_WHAT TO DO:_
All of the records below should be output exactly.

══ MATERIAL SHOWN

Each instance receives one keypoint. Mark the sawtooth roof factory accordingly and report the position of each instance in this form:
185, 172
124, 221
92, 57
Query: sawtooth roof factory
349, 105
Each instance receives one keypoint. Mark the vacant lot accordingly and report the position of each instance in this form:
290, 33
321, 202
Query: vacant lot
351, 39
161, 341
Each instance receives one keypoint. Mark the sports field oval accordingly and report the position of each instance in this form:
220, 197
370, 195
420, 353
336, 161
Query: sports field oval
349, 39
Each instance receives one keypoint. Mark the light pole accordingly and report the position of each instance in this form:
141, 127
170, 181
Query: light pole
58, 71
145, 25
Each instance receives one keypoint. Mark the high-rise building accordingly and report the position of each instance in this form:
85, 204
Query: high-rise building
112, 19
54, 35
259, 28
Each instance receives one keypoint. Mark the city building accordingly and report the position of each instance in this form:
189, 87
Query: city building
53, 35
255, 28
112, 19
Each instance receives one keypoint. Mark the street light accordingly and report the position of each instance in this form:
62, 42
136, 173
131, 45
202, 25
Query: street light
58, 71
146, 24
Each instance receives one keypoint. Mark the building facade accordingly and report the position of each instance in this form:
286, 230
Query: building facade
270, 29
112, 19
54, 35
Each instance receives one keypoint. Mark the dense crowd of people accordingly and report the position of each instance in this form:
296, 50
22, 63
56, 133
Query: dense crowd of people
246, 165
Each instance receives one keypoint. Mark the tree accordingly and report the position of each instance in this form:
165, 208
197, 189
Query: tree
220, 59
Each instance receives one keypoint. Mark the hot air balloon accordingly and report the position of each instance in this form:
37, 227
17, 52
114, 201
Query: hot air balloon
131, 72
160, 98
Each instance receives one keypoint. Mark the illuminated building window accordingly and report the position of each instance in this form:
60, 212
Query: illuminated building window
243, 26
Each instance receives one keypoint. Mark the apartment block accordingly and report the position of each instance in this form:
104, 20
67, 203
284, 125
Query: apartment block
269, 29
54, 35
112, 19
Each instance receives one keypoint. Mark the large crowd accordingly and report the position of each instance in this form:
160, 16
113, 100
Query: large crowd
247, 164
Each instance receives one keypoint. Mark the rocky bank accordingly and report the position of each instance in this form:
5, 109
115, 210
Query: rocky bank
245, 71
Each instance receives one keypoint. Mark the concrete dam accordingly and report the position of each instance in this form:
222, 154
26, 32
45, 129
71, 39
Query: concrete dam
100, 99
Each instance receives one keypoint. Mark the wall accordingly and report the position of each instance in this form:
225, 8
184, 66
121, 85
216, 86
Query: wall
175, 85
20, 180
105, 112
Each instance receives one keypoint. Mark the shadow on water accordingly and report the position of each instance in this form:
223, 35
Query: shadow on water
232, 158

════

_ANSWER BOX:_
Each instance receives one keypoint. Mark the sawtooth roof factory accordingly and report the position of each instance in this form:
185, 172
124, 221
92, 57
Query: sawtooth roof factory
349, 105
Each instance receives one keypoint. Mark the vacant lot accordingly and report the position of each instance in this form:
290, 33
321, 202
Query: vacant lot
351, 39
161, 341
Each instance receives one keypoint. Mark the sports field oval accordingly and report the position of each instance in this form:
220, 197
370, 195
420, 353
336, 161
Query: sports field oval
349, 39
Each instance receives one keypoint. Mark the light pole accordingly and report the position of each instance in this form:
141, 127
170, 181
Query: light pole
58, 71
145, 25
Each instance receives one keypoint. Mark the high-rise building accordingly and report the position of each instance in this form:
85, 204
Query: high-rise building
112, 19
54, 35
259, 28
Each instance receives one keypoint. Mark the city building accordingly and report the position of each instance in this form:
189, 87
Query: city building
53, 35
255, 28
112, 19
Each instance receives one keypoint. Mark the street light accordingly and report the position of each instance in this form:
62, 42
136, 173
131, 45
202, 25
Query: street light
58, 71
146, 24
Each instance receives one keypoint. Mark the building facade accordingly and report the position of each instance in this form:
286, 230
Query: building facade
270, 29
112, 19
54, 35
Each instance receives one keypoint. Mark the dense crowd of people accordingly and report the position of each instance in this form:
296, 50
22, 63
56, 133
Query: dense crowd of people
246, 165
Each instance receives one keypoint. Mark the tree accordingly and report the position of each instance in this form:
165, 208
197, 189
Query: tree
220, 59
Each instance receives one keypoint. Mark the hot air balloon accordingly and report the position of each instance in this form:
37, 227
17, 52
114, 201
Query: hot air balloon
131, 72
160, 98
Each instance receives one keypoint. Mark the illuminated building window accordingly and report the position of each instance in this form:
60, 212
Query: illuminated building window
243, 26
Each instance receives one keypoint. Mark the apartment block accordingly and report the position of each instance in this form:
104, 20
67, 203
284, 125
Query: apartment block
269, 29
54, 35
112, 19
Each instance receives one keypoint. Mark the large crowd accordingly and report the position of each instance in this form:
160, 16
113, 100
Query: large crowd
247, 164
Each instance receives one keypoint. Mark the rocky bank accordingly and report the position of each instance in this form:
5, 109
115, 210
Query: rocky bank
245, 71
Each instance receives one keypoint. Mark the concrete dam accordingly and report the position of each instance in this form:
222, 154
26, 32
45, 129
71, 39
Query: concrete dam
100, 99
Each instance receives one keypoint. Mark the wall accordingly and report the position of each instance in this form:
225, 8
184, 66
121, 85
216, 86
Query: wall
175, 85
20, 180
105, 112
Each instance receives one keypoint. Mark the shadow on water accordingly and report the position of each instance in this form:
223, 35
Query: shadow on water
232, 158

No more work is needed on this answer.